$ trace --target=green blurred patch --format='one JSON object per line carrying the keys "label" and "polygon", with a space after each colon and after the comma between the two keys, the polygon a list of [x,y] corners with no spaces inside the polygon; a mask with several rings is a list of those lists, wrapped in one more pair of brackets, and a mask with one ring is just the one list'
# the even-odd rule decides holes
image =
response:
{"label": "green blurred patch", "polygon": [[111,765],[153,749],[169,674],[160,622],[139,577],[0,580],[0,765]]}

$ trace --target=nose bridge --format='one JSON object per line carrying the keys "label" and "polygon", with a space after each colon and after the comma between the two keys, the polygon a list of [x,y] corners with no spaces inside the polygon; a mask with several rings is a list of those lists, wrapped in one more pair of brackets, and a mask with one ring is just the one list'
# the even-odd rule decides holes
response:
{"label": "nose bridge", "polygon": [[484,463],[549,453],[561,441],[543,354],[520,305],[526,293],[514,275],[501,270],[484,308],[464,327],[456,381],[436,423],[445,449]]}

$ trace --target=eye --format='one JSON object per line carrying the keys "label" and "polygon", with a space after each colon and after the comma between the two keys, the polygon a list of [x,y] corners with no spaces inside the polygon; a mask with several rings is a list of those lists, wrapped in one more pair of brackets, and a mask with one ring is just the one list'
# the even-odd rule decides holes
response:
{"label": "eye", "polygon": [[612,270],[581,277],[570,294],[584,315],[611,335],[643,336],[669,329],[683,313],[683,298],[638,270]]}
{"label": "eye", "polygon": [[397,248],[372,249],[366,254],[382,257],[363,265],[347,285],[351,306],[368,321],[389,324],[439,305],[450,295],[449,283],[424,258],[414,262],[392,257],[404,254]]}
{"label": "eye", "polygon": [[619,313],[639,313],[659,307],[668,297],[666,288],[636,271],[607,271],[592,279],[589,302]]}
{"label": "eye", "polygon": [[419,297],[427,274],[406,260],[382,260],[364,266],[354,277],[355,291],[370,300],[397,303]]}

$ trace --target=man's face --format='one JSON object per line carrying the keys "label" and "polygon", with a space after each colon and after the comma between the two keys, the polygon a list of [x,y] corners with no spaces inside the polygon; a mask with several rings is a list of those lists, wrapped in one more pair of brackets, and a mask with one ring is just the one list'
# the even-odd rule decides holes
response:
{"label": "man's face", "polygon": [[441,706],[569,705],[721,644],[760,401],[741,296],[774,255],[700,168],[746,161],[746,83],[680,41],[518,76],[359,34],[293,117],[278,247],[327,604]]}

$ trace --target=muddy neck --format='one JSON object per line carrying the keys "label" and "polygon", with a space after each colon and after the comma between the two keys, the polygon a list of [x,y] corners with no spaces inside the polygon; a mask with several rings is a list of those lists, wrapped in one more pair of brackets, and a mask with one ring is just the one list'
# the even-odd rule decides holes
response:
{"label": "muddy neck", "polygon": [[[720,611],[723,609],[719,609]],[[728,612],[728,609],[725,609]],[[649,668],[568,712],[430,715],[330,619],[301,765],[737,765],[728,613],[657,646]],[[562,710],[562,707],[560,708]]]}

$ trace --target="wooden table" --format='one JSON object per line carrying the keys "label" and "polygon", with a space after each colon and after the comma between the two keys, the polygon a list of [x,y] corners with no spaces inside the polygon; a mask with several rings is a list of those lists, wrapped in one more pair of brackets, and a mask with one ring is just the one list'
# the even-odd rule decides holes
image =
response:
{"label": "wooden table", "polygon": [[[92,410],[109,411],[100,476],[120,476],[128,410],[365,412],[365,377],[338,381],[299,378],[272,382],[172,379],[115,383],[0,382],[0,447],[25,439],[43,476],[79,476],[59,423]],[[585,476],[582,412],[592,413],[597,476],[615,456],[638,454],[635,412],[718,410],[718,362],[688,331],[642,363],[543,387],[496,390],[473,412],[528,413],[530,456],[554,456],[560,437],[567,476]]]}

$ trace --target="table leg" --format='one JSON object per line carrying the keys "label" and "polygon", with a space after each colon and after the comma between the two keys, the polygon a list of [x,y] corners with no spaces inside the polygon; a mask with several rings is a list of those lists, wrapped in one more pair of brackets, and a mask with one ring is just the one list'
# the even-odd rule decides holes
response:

What to work on —
Transcribe the whole listing with nothing added or left out.

Output for this task —
$ trace --target=green blurred patch --format='one JSON object per line carrying the keys "label" and "polygon", with a space after each colon and after the comma between the two keys, the polygon a list of [x,y] corners with no spaces inside the polygon; a mask with several rings is a list of those lists, wrapped in one more pair of brackets, and a mask with one ring is just the one list'
# the even-odd rule decides holes
image =
response:
{"label": "green blurred patch", "polygon": [[111,765],[153,749],[169,674],[160,622],[139,577],[0,580],[0,765]]}

$ trace --target=nose bridge --format='one JSON object per line carrying the keys "label" and "polygon", with a space after each colon and after the comma between the two keys, the polygon a list of [x,y] corners with no spaces inside the polygon; a mask with several rings is a list of those lists, wrapped in one more pair of brackets, and a mask with one ring is just the one list'
# the even-odd rule decides holes
response:
{"label": "nose bridge", "polygon": [[484,463],[549,453],[561,441],[543,354],[520,305],[526,293],[514,275],[501,270],[484,308],[464,327],[456,381],[436,423],[445,449]]}

$ trace --target=eye --format='one JSON object per line carrying the keys "label" and "polygon", with a space after each colon and after the comma between the two keys, the polygon a list of [x,y] corners with no spaces inside the polygon; a mask with several rings is a list of those lists, wrapped in one more pair of brackets, and a mask with one ring is just the one list'
# the even-odd rule decides holes
response:
{"label": "eye", "polygon": [[612,270],[581,277],[570,294],[584,315],[611,335],[643,336],[669,329],[683,313],[683,298],[638,270]]}
{"label": "eye", "polygon": [[397,248],[372,249],[366,254],[382,257],[363,265],[347,285],[351,306],[368,321],[389,324],[439,305],[450,295],[449,283],[424,258],[414,262],[392,257],[404,254]]}
{"label": "eye", "polygon": [[619,313],[639,313],[659,307],[668,297],[666,288],[636,271],[607,271],[592,279],[589,302]]}
{"label": "eye", "polygon": [[419,297],[427,274],[406,260],[382,260],[364,266],[354,277],[355,291],[370,300],[397,303]]}

$ trace --target=man's face --format='one JSON object per line carrying the keys "label" and "polygon", with a space after each colon and after the comma between the two keys, the polygon a list of [x,y] corners with no spaces inside the polygon; a mask with several rings is a list of those lists, wrapped in one more pair of brackets, and a mask with one ring is just the one list'
# the even-odd rule decides holes
response:
{"label": "man's face", "polygon": [[441,706],[569,705],[721,644],[760,401],[741,296],[774,255],[700,168],[746,161],[746,83],[680,41],[518,76],[359,34],[293,117],[278,247],[327,604]]}

$ trace --target=muddy neck --format='one JSON object per line carrying the keys "label" and "polygon", with a space after each colon and after the comma between the two keys, the polygon a list of [x,y] corners with no spaces inside the polygon; a mask with several rings is a list of those lists, wrapped in one more pair of brackets, and a mask with one ring is just the one list'
# the even-odd rule decides holes
response:
{"label": "muddy neck", "polygon": [[[720,611],[723,609],[719,609]],[[728,612],[728,609],[725,609]],[[649,668],[568,712],[430,715],[330,619],[301,765],[737,765],[728,613],[657,646]],[[562,710],[562,707],[560,708]]]}

$ trace --target="wooden table" --format='one JSON object per line carrying the keys "label" and "polygon", with a space after each colon and after the comma between the two keys, the polygon a list of [x,y] corners with no spaces inside the polygon; a mask with several rings is a list of those lists, wrapped in one more pair of brackets, and a mask with one ring is just the one list'
# the even-odd rule decides holes
image =
response:
{"label": "wooden table", "polygon": [[[92,410],[109,411],[100,476],[120,476],[128,410],[365,412],[365,377],[338,381],[299,378],[272,382],[172,379],[115,383],[0,382],[0,447],[25,439],[43,476],[79,476],[59,423]],[[585,476],[582,412],[592,413],[597,476],[615,456],[638,454],[635,412],[718,410],[718,362],[688,331],[642,363],[543,387],[496,390],[473,412],[528,413],[530,456],[554,456],[560,437],[567,476]]]}

$ trace --target="table leg" --format='one JSON object per line carrying the keys "label" and "polygon", with a space after each colon and after the comma between the two keys, the polygon a list of [x,y] corners with no spaces inside the polygon; a mask with several rings is a list of those lists, wrapped in one more pair of brackets, and a mask with one ring is just the one list'
# the even-odd rule decides holes
response:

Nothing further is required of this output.